WHAT YOU ARE ASKED TO DO: Reproduce the records verbatim, from the very beginning through the line that contains "[[[829,7],[756,0],[395,167],[489,169],[721,243],[829,241]]]", including that line.

PROVIDED RECORDS:
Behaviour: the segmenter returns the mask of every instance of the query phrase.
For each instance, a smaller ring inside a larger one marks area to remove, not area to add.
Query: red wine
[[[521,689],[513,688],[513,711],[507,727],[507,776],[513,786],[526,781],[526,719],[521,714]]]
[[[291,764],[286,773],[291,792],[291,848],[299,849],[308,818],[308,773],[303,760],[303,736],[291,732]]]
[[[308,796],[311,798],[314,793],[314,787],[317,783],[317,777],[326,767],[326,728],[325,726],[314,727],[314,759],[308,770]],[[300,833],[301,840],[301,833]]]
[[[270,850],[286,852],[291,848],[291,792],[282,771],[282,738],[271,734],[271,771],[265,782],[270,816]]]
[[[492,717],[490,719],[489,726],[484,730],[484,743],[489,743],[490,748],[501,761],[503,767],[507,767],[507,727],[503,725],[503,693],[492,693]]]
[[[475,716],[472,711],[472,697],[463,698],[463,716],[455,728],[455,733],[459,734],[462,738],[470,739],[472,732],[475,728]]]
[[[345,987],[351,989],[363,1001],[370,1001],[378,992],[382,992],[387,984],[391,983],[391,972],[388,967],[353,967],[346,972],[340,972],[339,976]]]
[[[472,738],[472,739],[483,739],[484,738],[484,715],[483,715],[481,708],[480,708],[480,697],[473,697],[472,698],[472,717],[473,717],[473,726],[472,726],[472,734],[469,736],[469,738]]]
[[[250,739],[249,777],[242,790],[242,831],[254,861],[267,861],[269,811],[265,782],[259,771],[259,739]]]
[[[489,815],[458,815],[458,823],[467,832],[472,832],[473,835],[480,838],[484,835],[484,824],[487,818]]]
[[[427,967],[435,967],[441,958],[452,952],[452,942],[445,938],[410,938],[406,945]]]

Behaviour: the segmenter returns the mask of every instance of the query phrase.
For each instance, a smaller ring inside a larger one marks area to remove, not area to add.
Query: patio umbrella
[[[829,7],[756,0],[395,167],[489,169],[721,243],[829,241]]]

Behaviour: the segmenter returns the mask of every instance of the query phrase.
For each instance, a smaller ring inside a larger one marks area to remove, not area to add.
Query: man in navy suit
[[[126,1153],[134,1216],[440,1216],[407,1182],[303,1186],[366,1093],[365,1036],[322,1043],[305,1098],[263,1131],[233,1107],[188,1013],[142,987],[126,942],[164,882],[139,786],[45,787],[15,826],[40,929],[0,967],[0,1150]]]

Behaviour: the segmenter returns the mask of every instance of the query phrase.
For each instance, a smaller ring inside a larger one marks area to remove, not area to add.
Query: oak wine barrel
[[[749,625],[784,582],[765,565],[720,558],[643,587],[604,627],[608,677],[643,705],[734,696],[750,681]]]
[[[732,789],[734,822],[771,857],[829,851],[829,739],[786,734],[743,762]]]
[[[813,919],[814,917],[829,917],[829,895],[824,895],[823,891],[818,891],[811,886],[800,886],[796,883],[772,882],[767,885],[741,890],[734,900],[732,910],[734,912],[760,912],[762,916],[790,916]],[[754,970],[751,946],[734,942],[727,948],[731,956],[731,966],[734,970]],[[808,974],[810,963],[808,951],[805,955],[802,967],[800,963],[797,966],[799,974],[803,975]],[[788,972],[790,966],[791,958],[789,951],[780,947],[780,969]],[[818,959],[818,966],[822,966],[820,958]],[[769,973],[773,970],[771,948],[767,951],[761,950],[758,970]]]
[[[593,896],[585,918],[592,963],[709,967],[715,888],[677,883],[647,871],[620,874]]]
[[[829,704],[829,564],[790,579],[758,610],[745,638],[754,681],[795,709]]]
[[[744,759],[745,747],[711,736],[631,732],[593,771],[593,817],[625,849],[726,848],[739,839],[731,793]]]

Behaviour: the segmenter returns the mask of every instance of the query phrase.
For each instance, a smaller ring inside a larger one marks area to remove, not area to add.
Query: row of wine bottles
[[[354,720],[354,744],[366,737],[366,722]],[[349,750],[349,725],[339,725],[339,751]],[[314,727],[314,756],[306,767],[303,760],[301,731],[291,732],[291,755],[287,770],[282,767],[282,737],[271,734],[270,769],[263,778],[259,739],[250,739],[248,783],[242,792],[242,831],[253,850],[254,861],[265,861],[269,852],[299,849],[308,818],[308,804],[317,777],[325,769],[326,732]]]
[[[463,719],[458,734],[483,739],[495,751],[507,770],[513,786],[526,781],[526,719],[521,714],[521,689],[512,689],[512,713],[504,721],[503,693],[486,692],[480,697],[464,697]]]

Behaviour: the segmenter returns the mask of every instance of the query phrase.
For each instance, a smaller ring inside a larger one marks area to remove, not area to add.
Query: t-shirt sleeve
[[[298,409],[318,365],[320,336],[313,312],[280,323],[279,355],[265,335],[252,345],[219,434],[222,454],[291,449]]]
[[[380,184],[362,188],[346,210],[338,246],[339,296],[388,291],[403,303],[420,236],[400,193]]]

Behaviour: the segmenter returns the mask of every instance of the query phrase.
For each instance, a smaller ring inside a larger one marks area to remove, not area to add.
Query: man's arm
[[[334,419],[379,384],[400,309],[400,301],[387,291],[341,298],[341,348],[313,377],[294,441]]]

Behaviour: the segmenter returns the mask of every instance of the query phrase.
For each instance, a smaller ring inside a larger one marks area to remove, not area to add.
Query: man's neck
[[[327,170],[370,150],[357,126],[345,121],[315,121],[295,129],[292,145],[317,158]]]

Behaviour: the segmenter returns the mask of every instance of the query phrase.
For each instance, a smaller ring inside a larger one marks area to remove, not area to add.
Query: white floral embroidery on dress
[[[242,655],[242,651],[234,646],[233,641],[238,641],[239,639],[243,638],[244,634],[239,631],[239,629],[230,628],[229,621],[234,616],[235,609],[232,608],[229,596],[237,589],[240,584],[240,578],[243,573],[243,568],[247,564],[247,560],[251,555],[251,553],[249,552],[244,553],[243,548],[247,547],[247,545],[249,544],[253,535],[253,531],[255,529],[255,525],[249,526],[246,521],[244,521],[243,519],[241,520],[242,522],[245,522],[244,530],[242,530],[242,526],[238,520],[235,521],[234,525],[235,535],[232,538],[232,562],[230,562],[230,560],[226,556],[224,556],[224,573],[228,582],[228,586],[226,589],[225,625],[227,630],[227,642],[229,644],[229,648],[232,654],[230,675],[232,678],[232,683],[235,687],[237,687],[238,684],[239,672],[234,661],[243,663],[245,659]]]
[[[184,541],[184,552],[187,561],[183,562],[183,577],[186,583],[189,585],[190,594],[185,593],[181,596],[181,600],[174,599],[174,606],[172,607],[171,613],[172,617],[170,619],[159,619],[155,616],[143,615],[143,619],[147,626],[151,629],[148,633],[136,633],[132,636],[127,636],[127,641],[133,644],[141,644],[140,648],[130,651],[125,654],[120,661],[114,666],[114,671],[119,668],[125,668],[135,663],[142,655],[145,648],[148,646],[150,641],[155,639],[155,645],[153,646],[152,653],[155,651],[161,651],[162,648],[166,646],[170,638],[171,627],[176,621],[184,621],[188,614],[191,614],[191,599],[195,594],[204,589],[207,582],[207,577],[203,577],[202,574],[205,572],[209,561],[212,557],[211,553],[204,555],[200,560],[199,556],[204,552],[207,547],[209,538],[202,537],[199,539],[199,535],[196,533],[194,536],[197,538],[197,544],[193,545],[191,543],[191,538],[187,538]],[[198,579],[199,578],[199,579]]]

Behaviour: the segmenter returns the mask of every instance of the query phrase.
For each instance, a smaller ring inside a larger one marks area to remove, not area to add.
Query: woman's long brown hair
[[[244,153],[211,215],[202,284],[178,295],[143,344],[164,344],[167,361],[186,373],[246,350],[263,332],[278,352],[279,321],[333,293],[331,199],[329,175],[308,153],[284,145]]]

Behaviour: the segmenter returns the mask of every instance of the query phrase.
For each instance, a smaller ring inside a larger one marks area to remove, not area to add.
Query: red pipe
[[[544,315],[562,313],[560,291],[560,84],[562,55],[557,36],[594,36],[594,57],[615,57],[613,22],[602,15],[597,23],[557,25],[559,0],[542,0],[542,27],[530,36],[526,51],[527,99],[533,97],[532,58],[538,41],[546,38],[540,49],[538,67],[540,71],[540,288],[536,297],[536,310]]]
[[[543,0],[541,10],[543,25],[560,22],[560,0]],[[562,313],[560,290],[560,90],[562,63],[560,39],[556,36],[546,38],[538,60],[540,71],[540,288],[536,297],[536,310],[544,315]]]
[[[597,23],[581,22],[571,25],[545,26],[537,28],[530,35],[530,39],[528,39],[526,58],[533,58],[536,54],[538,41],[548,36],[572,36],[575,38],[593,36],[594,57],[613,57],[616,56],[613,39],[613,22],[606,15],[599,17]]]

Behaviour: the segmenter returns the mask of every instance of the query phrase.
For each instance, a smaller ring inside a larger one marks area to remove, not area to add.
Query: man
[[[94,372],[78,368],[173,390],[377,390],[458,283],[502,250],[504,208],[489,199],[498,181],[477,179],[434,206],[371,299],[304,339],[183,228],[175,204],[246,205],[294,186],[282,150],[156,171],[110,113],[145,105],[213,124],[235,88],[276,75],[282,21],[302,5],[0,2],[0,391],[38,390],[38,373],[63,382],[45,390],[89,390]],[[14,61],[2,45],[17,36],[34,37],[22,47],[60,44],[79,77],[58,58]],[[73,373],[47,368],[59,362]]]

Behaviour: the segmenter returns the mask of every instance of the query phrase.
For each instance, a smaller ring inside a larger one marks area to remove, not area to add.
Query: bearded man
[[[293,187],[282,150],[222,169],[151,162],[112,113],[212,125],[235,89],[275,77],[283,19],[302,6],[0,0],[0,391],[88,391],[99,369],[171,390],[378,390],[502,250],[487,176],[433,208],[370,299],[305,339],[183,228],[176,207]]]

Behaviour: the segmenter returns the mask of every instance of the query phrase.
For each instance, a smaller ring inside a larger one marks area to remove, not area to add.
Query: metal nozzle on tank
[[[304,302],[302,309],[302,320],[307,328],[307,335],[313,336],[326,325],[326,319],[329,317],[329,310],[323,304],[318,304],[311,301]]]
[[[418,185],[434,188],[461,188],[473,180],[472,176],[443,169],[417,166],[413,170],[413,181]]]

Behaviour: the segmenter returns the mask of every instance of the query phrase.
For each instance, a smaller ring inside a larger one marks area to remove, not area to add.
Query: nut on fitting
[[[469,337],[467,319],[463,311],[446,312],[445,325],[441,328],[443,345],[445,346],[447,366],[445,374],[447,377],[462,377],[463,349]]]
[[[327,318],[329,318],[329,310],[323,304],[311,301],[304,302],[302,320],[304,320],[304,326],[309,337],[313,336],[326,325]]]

SOLUTION TO THIS PROBLEM:
Behaviour: the segmenter returns the mask of every instance of the query phrase.
For each instance, a smaller ring inside a larger one marks area to remove, not area to add.
Query: red wine
[[[521,689],[513,688],[513,711],[507,727],[507,776],[513,786],[526,781],[526,719],[521,714]]]
[[[291,764],[286,773],[291,792],[291,848],[299,849],[308,818],[308,773],[303,760],[303,736],[291,732]]]
[[[308,796],[311,798],[314,793],[314,787],[317,783],[317,777],[326,767],[326,728],[325,726],[314,727],[314,759],[308,770]],[[300,833],[301,840],[301,833]]]
[[[270,850],[286,852],[291,848],[291,792],[282,771],[282,738],[271,734],[271,771],[265,782],[270,816]]]
[[[492,717],[490,719],[489,726],[484,730],[484,743],[489,743],[490,748],[501,761],[503,767],[507,767],[507,727],[503,725],[503,693],[492,693]]]
[[[475,716],[472,711],[472,697],[463,698],[463,716],[455,728],[455,733],[459,734],[462,738],[470,739],[472,732],[475,728]]]
[[[345,987],[351,989],[363,1001],[370,1001],[378,992],[382,992],[387,984],[391,983],[391,972],[388,967],[353,967],[346,972],[340,972],[339,976]]]
[[[472,738],[472,739],[483,739],[484,738],[484,715],[483,715],[481,708],[480,708],[480,697],[473,697],[472,698],[472,717],[473,717],[473,726],[472,726],[472,734],[469,736],[469,738]]]
[[[250,739],[249,777],[242,790],[242,831],[254,861],[267,861],[269,811],[265,782],[259,771],[259,739]]]
[[[489,815],[458,815],[458,823],[467,832],[472,832],[473,835],[480,838],[484,835],[484,824],[487,818]]]
[[[427,967],[435,967],[441,958],[452,952],[452,942],[445,938],[410,938],[406,945]]]

Behaviour: the segmenter returns the mask of every instance of the query phrase.
For each instance, a smaller ring inside a larger one marks area to remove, not area to add.
Query: patio umbrella
[[[829,7],[756,0],[395,167],[489,169],[721,243],[829,241]]]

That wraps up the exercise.